* GOAL:
Only the pictures are left out: repeat the rest of the entries exactly.

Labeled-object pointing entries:
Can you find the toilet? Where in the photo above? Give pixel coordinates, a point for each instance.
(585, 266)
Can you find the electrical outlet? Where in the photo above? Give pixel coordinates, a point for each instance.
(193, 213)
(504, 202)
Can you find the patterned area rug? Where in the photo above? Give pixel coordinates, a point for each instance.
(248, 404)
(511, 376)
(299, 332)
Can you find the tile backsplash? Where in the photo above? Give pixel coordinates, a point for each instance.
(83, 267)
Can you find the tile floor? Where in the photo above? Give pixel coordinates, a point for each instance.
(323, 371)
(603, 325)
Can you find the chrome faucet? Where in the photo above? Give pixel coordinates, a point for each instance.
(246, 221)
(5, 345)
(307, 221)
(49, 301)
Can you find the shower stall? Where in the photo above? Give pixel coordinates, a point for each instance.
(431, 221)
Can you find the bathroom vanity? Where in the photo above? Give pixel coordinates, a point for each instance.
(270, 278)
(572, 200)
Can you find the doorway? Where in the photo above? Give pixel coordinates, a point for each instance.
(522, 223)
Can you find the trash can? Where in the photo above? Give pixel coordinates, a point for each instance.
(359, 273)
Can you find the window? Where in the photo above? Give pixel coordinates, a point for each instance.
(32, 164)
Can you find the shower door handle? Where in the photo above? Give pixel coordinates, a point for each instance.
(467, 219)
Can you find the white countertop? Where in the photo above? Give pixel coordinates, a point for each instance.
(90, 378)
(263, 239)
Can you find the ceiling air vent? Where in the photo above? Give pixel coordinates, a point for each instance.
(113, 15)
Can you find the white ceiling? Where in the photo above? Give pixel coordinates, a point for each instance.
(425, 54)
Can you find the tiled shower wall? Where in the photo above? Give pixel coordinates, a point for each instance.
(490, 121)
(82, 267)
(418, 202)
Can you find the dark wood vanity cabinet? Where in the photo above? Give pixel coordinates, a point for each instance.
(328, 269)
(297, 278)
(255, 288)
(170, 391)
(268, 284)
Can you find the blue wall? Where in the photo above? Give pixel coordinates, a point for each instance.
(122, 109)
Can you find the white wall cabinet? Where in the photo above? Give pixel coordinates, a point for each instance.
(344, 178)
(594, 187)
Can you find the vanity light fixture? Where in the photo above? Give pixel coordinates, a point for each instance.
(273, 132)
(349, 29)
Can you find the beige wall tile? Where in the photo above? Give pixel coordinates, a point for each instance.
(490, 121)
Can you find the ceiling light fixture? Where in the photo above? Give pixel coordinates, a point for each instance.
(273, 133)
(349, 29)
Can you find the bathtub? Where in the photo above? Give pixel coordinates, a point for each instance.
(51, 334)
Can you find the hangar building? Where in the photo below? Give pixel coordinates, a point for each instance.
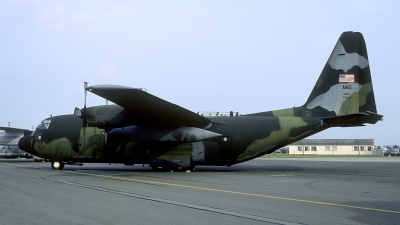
(333, 147)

* TASK RESPONSE:
Can you find the toilet? Where in the photo above? Give pixel coordinates, a point for each instance.
(585, 266)
Can you find the electrical outlet? Where in the photo above? Give pixel coordinates, a point for each instance.
(193, 213)
(504, 202)
Can you find the patterned area rug? Where in the photo above? Give pixel coordinates, a point for each instance.
(248, 404)
(511, 376)
(299, 332)
Can you find the tile backsplash? Where in the photo above? Give pixel coordinates, a point for each instance.
(83, 267)
Can you find the tile floor? Where in the photo above? Give pixel coordinates, a point for each instance.
(323, 371)
(603, 325)
Can you find the chrome faucet? Where in the photo above? Give pixel coordinates, a point for each instance.
(246, 221)
(5, 345)
(307, 221)
(49, 301)
Can you find the shower stall? Where in the photo above? Give pixel coordinates, a point for each instance.
(431, 221)
Can you find the bathroom vanity? Where in the photo above? Give pixel coordinates, a point for each instance.
(270, 278)
(572, 200)
Can you find the doorway? Where in the photo above? Give pixel coordinates, a point for each instance.
(522, 223)
Can you find the trash can? Where in the photo above? Give pixel coordinates, a point for each instance.
(359, 273)
Can you find the window? Where in the photo above? Give pixel coordinates, a point for each instance.
(32, 164)
Can you find the shower door handle? Where in the photo above? Give pixel coordinates, a point for each instance.
(467, 219)
Can you find the white countertop? Where in the photo above? Give pixel coordinates, a point for each instance.
(90, 378)
(263, 239)
Can you find the ceiling air vent? Where in the photo above? Give pixel coordinates, a point for each instance.
(113, 15)
Can you find the white ceiling? Where in the photo above? Give pixel coordinates, a point for each instance.
(425, 54)
Can you find the tiled shower wall? Where in the photo above? Give pixel coordinates, a point for each instance.
(490, 121)
(82, 267)
(418, 202)
Can you find the dark wood vanity cabinet? Where in the photo above? Give pixel coordinates, a point for each instance.
(328, 269)
(297, 278)
(255, 288)
(170, 391)
(268, 284)
Can you find the blue wall? Where in the photo above? Give pixel coordinates, a point for each instance.
(122, 109)
Can you find the white wall cabinet? Where in the photo above? Give pixel coordinates, a point for each instance.
(344, 178)
(594, 187)
Can you find the vanity light fixture? Where in the photo above? Give pixel coordinates, a point for each instance.
(273, 132)
(349, 29)
Can you find the beige wall tile? Where in the photo above? Give pixel coordinates, a point for each instance.
(490, 121)
Can you find the ceiling light fixture? Where in the photo above? Give pixel coordinates, a point for each instance.
(273, 133)
(349, 29)
Can you find the bathtub? Where in the photo above? Give pixel coordinates, a point for each instance.
(51, 334)
Can you find the hangar building? Where in the photo below? Give pixel coordinates, a point for each instance.
(333, 147)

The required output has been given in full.